TEXTO DE ORIGEM
•••••

Não é à toa que “Palco” é a canção escolhida para iniciar sua jornada de despedida. O cantor já chegou a revelar que a letra foi escrita na época em que pensou em desistir da carreira de músico, na década de 1980. Ao receber uma visita da banda “A Cor do Som”, intérpretes da letra, recebeu um conselho: um relicário de palavras como aquele mostrava seu talento. Ele não podia deixar de seguir sua sina. Aquilo animou Gil, que gravou a canção em seguida.
Versátil, Gil não se limitou a apenas um único gênero musical: se dedicou ao samba, reggae, axé, forró, rock, Ijexá e o original tropicalismo. A setlist perpassa vários momentos de sua carreira, iniciando com composições da década de 1960, como “Eu Vim da Bahia”, um marco que exalta a identidade do povo baiano; e seguindo para vários sucessos de 1970 e 1980.

•••••

PROBLEMA PROPOSTO A
Redigite um trecho do texto sobre a despedida de Gil, começando nas palavras "Não é à toa" e parando depois de "canção em seguida.".
PROBLEMA PROPOSTO B
Encontre nos registros abaixo cada linha em que aparece a palavra "leather" e copie essas linhas.

REGISTROS FORNECIDOS

•••••

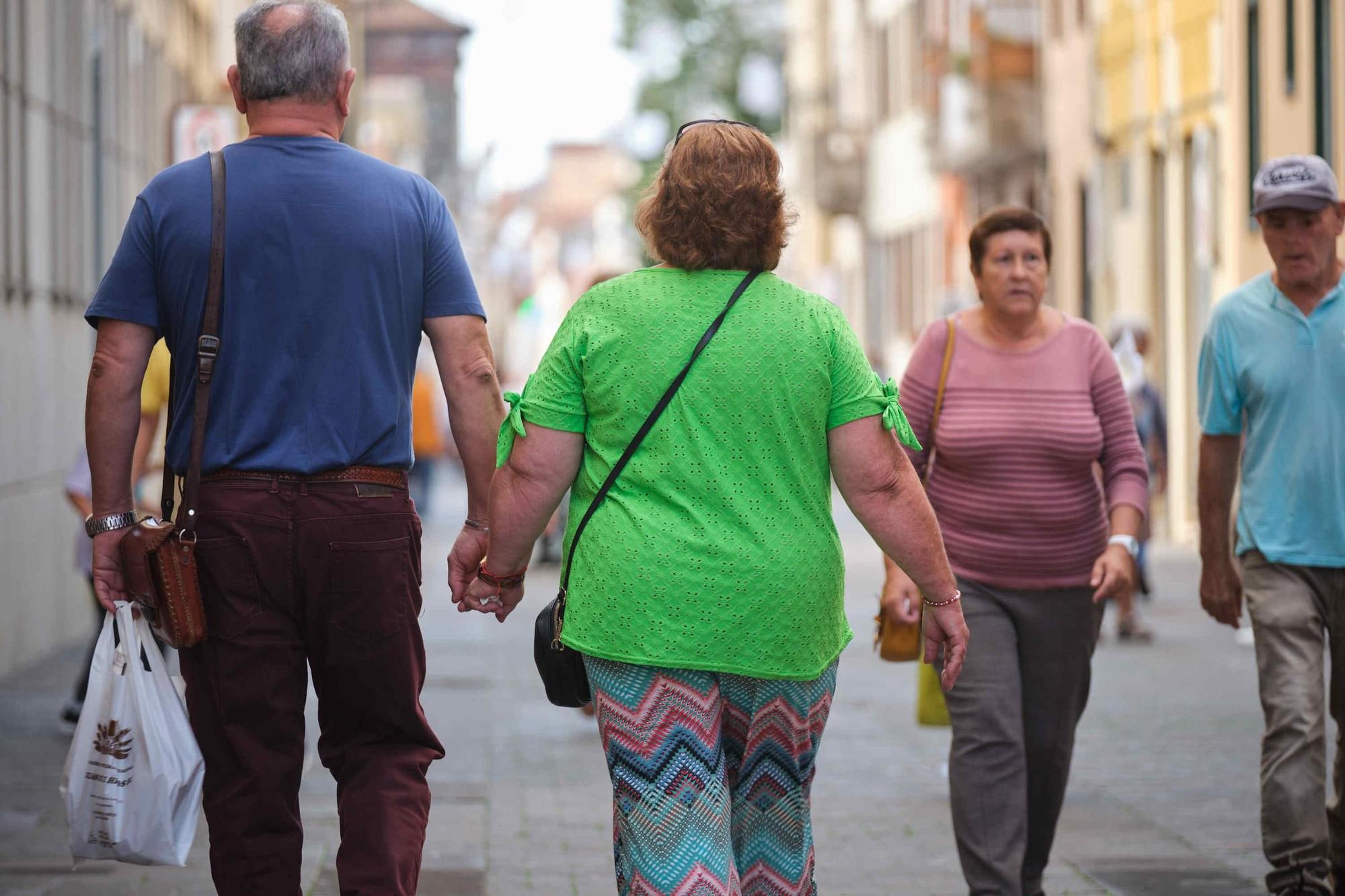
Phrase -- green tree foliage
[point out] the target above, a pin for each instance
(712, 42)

•••••

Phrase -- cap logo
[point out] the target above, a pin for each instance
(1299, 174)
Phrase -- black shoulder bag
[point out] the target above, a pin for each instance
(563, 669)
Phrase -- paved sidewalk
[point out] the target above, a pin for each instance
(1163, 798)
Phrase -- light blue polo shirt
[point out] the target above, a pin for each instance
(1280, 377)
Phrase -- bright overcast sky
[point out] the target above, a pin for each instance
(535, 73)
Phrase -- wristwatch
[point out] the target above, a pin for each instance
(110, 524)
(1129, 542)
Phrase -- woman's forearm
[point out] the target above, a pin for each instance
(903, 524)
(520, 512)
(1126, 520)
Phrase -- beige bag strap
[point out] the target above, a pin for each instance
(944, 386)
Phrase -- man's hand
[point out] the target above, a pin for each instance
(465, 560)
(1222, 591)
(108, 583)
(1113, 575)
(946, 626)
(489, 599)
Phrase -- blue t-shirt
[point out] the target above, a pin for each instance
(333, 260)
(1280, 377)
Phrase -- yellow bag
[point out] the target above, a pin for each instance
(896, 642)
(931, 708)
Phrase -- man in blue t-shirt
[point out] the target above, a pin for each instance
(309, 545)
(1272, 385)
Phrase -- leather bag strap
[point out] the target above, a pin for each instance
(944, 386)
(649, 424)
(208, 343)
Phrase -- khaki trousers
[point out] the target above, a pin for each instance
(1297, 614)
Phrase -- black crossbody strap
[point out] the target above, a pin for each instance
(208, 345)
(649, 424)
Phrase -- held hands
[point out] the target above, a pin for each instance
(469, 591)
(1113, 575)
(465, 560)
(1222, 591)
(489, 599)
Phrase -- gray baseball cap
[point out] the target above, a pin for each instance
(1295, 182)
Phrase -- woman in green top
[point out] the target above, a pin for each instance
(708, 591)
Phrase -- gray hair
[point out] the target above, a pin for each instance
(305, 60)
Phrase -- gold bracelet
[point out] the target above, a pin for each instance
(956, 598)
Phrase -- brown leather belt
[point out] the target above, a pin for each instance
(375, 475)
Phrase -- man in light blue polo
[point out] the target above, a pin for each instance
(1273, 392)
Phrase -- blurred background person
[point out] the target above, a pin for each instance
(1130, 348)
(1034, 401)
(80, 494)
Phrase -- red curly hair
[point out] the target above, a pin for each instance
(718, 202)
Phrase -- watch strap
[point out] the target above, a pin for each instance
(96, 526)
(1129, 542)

•••••

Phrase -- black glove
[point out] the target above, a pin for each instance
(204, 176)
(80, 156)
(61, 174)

•••••

SAÍDA ESPERADA A
Não é à toa que “Palco” é a canção escolhida para iniciar sua jornada de despedida. O cantor já chegou a revelar que a letra foi escrita na época em que pensou em desistir da carreira de músico, na década de 1980. Ao receber uma visita da banda “A Cor do Som”, intérpretes da letra, recebeu um conselho: um relicário de palavras como aquele mostrava seu talento. Ele não podia deixar de seguir sua sina. Aquilo animou Gil, que gravou a canção em seguida.

SAÍDA ESPERADA B
Phrase -- leather bag strap
Phrase -- brown leather belt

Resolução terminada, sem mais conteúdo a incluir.